▸ INFORMATION PROVIDED
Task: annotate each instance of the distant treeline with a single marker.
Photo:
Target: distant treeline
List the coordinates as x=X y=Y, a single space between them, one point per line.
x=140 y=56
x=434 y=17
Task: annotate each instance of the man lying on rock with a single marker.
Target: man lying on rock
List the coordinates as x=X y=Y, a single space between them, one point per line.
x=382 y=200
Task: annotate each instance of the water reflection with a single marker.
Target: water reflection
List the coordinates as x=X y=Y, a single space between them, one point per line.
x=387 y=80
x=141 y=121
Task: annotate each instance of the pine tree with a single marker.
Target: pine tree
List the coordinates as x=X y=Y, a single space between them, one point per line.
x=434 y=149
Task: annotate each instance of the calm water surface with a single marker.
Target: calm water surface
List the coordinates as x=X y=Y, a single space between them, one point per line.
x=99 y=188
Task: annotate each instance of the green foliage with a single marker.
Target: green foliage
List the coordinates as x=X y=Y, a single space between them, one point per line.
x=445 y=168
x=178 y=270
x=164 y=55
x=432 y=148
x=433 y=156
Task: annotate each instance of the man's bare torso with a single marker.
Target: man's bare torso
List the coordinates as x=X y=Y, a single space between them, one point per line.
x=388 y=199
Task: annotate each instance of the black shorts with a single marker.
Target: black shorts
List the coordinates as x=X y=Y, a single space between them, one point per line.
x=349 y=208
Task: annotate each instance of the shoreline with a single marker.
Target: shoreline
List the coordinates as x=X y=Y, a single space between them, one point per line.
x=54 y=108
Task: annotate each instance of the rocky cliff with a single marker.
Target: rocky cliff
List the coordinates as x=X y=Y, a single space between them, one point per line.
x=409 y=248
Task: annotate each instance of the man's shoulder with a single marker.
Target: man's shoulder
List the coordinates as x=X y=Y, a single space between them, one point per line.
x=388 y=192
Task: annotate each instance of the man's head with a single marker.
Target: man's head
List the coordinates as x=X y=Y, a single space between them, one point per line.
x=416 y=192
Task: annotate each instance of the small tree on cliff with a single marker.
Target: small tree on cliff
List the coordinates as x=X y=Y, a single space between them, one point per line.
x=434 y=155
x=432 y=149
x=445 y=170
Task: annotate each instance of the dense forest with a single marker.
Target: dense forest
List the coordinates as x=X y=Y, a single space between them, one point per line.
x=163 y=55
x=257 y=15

▸ GOAL OF THE EXERCISE
Filter the entries down to the lines containing "head". Copy each of those lines.

▸ RESPONSE
Task: annotate each instance of the man's head with a single marker.
Target: man's head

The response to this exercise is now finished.